== Records for the exercise ==
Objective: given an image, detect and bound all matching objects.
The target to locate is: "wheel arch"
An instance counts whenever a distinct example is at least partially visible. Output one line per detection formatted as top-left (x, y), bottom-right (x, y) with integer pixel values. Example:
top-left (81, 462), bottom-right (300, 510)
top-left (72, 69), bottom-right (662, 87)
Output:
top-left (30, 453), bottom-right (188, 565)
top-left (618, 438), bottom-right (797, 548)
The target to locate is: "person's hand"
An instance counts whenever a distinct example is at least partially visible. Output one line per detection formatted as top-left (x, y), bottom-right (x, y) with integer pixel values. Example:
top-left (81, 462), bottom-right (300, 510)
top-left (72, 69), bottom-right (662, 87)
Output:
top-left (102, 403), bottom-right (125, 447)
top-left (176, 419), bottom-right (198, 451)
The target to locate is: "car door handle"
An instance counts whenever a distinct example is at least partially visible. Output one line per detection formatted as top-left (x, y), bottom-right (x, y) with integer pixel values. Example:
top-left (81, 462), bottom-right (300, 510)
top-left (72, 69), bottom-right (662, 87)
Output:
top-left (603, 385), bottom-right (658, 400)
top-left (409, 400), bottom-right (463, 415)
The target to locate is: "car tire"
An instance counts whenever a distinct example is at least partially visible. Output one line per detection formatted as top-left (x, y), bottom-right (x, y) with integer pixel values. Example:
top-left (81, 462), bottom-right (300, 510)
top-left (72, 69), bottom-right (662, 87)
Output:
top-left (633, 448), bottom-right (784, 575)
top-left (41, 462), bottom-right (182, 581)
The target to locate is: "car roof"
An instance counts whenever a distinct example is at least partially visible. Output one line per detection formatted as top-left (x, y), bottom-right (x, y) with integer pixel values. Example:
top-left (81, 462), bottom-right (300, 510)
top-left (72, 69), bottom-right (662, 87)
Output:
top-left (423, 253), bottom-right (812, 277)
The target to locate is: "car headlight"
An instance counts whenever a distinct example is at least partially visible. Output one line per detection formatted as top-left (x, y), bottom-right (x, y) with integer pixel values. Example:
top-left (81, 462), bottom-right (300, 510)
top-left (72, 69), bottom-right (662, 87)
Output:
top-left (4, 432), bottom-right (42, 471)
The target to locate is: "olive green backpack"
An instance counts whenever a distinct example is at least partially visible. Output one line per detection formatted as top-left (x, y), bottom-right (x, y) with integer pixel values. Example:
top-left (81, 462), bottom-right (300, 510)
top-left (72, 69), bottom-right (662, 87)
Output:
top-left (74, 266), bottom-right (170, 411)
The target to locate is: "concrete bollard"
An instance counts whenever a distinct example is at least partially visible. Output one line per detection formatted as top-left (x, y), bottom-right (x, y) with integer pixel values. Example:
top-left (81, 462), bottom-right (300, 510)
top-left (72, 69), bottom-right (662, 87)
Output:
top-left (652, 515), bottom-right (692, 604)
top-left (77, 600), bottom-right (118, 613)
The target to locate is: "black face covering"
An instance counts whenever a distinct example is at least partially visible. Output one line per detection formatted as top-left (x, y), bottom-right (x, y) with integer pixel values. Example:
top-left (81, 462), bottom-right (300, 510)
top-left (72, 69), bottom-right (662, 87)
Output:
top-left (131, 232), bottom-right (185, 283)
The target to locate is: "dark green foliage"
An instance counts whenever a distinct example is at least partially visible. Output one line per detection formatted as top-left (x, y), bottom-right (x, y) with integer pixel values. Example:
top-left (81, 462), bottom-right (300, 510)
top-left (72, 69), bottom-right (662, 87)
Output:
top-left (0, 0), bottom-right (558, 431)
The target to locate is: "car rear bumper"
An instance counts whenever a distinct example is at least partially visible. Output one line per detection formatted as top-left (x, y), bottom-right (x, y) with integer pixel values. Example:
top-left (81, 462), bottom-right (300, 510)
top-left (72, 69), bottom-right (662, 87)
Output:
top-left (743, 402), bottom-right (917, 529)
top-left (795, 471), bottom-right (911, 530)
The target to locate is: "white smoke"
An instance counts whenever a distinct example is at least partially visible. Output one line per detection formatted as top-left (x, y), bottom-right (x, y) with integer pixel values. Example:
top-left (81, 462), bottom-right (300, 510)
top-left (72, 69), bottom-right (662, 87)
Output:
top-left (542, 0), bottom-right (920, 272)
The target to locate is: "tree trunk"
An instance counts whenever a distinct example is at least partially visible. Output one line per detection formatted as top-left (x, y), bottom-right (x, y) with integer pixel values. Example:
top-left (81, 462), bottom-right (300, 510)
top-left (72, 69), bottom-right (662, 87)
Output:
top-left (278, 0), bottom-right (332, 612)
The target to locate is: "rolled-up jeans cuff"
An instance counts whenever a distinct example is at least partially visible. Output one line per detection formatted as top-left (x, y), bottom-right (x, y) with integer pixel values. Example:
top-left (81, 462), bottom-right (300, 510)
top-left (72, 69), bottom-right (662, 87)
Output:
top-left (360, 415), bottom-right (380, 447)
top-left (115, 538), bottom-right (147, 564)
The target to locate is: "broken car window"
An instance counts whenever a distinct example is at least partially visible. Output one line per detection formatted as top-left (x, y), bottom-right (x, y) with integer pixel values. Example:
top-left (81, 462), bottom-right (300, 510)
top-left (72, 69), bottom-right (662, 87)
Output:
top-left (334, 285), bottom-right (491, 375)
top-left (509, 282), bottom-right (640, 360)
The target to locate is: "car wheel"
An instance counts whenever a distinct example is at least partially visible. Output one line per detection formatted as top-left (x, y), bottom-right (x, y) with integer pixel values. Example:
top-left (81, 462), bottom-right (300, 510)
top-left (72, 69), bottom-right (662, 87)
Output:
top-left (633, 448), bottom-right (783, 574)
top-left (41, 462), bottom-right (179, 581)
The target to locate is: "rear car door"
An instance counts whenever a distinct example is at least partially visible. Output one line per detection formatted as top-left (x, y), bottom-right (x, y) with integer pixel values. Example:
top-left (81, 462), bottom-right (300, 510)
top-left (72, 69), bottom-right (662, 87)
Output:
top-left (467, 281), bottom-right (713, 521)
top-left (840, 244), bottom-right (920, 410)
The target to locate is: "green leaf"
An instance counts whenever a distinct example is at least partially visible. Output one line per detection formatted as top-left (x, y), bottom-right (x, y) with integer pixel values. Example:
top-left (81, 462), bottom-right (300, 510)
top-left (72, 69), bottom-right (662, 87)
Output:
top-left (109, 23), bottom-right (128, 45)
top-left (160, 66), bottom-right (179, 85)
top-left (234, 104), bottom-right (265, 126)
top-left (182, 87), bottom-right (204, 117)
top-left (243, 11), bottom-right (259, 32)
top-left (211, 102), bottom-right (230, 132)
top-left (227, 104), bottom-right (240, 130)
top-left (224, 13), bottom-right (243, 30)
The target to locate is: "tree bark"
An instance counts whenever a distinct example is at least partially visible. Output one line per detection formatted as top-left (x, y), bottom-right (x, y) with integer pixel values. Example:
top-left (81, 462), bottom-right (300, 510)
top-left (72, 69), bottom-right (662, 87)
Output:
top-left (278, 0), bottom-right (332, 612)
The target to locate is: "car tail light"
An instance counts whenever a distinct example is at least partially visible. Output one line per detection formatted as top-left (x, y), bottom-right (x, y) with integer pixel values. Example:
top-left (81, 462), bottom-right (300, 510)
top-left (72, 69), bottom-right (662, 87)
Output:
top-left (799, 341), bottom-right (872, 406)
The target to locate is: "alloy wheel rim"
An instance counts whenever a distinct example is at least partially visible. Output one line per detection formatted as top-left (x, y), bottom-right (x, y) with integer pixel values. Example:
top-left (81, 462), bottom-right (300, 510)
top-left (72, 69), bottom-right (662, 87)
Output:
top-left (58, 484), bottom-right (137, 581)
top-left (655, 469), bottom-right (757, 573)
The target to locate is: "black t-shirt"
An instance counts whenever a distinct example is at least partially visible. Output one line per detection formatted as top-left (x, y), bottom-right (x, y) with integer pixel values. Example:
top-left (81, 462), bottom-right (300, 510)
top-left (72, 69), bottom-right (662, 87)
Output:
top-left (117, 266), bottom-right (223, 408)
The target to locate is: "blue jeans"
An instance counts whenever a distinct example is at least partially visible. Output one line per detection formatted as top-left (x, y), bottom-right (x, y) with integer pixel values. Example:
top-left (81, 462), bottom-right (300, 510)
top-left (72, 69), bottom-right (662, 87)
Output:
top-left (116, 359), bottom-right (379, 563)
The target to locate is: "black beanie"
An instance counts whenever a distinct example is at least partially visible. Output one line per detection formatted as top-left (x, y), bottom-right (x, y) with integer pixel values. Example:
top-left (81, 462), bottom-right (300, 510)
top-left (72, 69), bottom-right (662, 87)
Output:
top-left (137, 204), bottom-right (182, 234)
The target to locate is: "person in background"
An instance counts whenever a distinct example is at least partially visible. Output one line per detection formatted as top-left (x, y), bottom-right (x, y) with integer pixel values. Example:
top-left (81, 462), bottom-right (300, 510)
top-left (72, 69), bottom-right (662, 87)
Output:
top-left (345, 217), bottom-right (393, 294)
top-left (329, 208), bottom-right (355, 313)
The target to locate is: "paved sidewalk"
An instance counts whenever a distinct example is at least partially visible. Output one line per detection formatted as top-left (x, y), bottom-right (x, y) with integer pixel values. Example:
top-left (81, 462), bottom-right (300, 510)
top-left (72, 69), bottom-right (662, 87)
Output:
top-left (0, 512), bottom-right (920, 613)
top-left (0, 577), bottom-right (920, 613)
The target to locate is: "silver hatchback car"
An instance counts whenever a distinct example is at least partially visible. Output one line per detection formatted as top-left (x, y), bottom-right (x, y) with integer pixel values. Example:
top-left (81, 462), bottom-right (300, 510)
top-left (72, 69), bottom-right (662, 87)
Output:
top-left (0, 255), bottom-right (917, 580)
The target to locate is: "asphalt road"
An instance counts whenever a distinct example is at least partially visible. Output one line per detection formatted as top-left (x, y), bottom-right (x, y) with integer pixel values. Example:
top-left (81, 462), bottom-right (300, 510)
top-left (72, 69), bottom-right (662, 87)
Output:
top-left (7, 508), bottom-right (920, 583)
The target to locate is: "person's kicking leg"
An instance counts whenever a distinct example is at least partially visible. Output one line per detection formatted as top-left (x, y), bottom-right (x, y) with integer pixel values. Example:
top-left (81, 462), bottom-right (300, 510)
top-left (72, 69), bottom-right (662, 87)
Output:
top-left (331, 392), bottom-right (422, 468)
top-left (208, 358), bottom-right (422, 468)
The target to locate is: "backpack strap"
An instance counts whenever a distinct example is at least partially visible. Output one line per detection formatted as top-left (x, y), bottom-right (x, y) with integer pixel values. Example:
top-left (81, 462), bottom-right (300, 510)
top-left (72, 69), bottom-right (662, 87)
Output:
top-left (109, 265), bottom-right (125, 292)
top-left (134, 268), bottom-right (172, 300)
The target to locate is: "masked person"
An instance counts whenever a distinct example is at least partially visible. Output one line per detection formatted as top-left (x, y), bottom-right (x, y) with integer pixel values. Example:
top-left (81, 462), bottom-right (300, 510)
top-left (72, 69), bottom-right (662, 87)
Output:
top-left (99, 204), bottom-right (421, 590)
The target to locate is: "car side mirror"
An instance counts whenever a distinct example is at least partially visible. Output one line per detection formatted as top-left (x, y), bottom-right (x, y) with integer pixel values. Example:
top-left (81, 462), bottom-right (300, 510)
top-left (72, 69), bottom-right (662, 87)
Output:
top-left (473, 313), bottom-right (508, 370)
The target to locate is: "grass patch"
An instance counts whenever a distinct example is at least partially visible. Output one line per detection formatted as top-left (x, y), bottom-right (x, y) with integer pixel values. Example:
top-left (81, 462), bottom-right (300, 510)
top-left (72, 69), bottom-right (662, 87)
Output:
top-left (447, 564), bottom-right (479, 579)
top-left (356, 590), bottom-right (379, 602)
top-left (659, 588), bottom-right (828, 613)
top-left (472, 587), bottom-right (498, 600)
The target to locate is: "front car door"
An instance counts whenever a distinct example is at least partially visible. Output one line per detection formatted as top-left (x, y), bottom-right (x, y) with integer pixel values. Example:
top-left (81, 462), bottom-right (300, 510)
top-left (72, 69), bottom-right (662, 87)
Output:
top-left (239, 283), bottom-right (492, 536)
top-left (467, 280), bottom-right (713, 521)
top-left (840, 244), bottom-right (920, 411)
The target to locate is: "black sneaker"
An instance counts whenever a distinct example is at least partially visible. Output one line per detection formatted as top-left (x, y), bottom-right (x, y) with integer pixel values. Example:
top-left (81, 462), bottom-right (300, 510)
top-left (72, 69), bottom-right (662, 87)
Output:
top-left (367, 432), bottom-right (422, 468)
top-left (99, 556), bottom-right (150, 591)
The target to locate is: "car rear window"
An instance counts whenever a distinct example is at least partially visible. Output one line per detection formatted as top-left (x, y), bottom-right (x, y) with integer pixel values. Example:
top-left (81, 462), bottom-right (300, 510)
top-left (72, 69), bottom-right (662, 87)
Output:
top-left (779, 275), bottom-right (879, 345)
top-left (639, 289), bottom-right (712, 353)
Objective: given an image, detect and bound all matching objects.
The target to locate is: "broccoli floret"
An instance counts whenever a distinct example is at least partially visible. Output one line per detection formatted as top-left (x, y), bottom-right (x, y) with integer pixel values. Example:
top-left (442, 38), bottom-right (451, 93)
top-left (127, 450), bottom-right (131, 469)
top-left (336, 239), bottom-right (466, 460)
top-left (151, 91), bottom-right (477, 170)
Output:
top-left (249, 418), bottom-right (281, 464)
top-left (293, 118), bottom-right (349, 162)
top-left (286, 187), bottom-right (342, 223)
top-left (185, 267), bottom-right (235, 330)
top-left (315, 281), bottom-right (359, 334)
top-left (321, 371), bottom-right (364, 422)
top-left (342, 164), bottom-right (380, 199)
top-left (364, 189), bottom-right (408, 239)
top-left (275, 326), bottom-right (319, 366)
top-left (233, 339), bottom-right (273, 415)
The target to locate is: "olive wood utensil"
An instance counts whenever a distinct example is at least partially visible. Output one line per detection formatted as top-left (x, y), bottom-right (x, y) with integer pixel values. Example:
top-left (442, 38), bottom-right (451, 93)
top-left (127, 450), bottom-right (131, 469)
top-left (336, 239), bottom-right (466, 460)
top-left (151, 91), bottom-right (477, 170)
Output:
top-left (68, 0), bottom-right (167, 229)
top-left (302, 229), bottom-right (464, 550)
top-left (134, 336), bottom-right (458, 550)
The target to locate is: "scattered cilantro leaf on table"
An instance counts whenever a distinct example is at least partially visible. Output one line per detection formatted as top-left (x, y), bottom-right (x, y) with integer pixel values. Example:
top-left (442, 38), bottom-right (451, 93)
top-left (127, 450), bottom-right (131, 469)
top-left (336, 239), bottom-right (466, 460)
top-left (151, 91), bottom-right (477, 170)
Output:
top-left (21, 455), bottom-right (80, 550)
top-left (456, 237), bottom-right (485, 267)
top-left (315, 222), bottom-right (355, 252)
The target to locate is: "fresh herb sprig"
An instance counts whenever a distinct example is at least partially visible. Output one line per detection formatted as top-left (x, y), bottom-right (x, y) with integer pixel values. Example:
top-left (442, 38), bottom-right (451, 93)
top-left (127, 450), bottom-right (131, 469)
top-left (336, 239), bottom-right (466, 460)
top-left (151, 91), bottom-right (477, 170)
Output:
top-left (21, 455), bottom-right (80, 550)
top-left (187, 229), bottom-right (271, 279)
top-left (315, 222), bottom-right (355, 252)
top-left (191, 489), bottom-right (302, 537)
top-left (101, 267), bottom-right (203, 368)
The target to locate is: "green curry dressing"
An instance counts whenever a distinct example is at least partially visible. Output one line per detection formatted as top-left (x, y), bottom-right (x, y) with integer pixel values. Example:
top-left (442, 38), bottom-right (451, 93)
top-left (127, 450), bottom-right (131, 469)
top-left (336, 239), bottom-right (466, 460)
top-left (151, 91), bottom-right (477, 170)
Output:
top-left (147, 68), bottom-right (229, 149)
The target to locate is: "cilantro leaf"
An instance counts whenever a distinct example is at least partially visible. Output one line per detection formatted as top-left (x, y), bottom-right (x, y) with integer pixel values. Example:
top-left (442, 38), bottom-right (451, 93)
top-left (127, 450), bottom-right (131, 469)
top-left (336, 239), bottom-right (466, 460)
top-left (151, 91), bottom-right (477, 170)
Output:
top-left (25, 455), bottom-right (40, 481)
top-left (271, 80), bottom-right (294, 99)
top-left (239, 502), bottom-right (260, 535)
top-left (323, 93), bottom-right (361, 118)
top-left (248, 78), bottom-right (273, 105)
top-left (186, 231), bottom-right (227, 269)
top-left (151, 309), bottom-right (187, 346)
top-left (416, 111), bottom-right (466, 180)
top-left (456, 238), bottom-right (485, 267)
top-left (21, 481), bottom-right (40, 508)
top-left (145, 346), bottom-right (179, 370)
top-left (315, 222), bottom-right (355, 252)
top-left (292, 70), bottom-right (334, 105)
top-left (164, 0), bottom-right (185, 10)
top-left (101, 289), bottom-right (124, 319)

== Directions for this task ==
How many lines in the items above contain the word "rear" with matching case? Reply with the number alone.

== Task output ==
3